Source passage:
# # # # # # #

Foster the Ability for Constant Awareness
Hi Fabulous Traveler,
In the last moments of your life, surrounded by your loved ones, you lose consciousness for a moment. When you wake up, you notice the faint lines of a silhouette disappear in the room, hear a voice whispering in your ear, weary, appearing from beyond the grave. You see pictures of your life passing by before you, passages from your entire existence, gone in seconds.
You are always thinking about the loved one you lost. You imagine them asleep by your side, feel the sudden urge to hug them. As you pretend to hug them, you experience a hollow pleasure, sad, tinged with the harsh reality where you find yourself with each foot in a different world. You are followed by solitary sadness, in a constant state of fragile balance, mentally switching between the past and the present.
Meanwhile, all around you, cars are passing by, people run by you, the order of the world continues without worrying about you. You are dreaming of a promotion. You work long hours, imagining the day it finally happens and brings the financial comfort you have longed for: Will you use the money to go on an adventurous trip? Or maybe you want to take your family on an idyllic island vacation? You already imagine your feet in the water, overwhelmed by an intense pleasure and more intense desire to achieve your goal.
You are full of burning energy and ready to face some more months of your monotonous routine! So, you start a new work day as always, carrying in your heart the hope of a happy future which you consider inaccessible at the time. You live only for the events and expectations of the future, never for the present moment.
Meanwhile, around you, relationships develop and fall apart, some houses are built, others destroyed, life goes on without paying mind to you. You start to regret this crazy behavior. You keep reliving your imagined scene, coloring in all the details more vividly, adding sounds, feelings, and even the flavors of the moment, but it keeps leaving a bitter aftertaste.
You should have behaved differently! “Why did I do that? Why did I reply like that?” You wish you could alter the course of history, so you return to your imagination, to scenes where you are the hero, conqueror, cunning, charming, full of verve and wit. Then reality returns again, sharp as a sword, and does not allow for any compromise.
Meanwhile, around you, as you dream of the future and revisit the past, humans are born, others die, and time goes by without even noticing your existence.
Only the present deserves our attention
For a large part of our lives, we are drawn between nostalgia and regrets about the past and our hopes and expectations for the future, although we should dedicate all our efforts to the present.
The real range of our actions is reduced to this very second, consisting of fleeting, successive moments. The past and future are beyond our reach. We can ruminate and dream, but that doesn’t change anything about our reality. Only the present deserves our full attention. Yet often, we get carried away by the flow of our memories or the arrival of the boat towards bright hopes of a better future.
We live in a constant state of detachment, telling ourselves that we can do our work consciously and to the best of our abilities, if we only decided to do so. Then we work on projects half-heartedly, believing that our moment to completely devote ourselves to a task has not yet come, and fail to recognize the absurdity of this incessant detachment.

# # # # # # #

Source data:
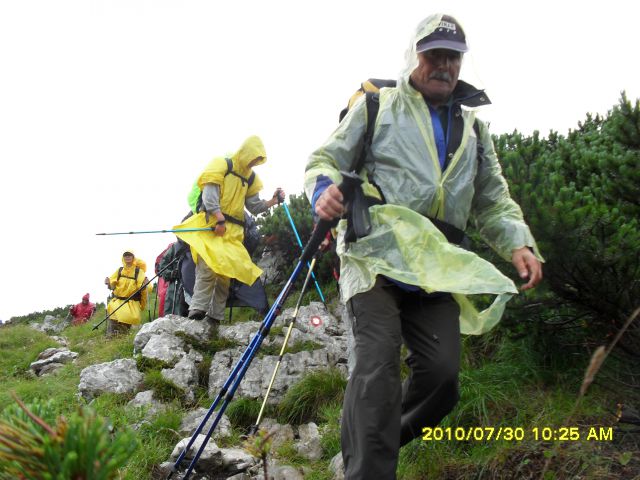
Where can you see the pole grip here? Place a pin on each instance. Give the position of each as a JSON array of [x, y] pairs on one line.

# # # # # # #

Tasks:
1. In the passage on constant awareness, what is the only thing that deserves our full attention?
2. Pick up the passage on constant awareness after its final sentence and extend it in the same voice.

Answers to the exercises:
1. The present.

2.
It would be significant enough to realize that each moment possesses an infinite value, and that it is worth pouring all our abilities and efforts into the task at hand, even if it’s of little importance. If taken seriously, the simplest act turns into something special. That way, even shelling peas can become interesting, even captivating:
“Shelling peas is easy. Press your thumb onto the edge of the pod and it opens readily. Some pods, less ripened, are more reluctant, but with an incision of the nail of your index finger, you can tear through the green pod, feel the denseness of the flesh under the thin skin. Then you use the fingers to remove the peas. The last one is really tiny. Sometimes, we want to eat it right away. It’s not very good, a little bitter, but fresh as cold spring water. Nearby, by the sink, some crisp, fresh carrots drying on a rag. We speak slowly, the melody of the words seeming to come from within, peaceful, familiar. From time to time, we raise our heads to look the other in silence, but our opposite has to keep their head down – it’s part of the code.” The Small Pleasures of Life— Philippe Delerm.
Only the present deserves our full attention. This moment is the only moment we can control and influence. This moment, which has already passed, this instant, that has just gone by. Do you see how fleeting time is? If we choose to ignore it and instead think about our past or hope for a bright future, we spend the large majority of our life neglecting our actual life in that moment.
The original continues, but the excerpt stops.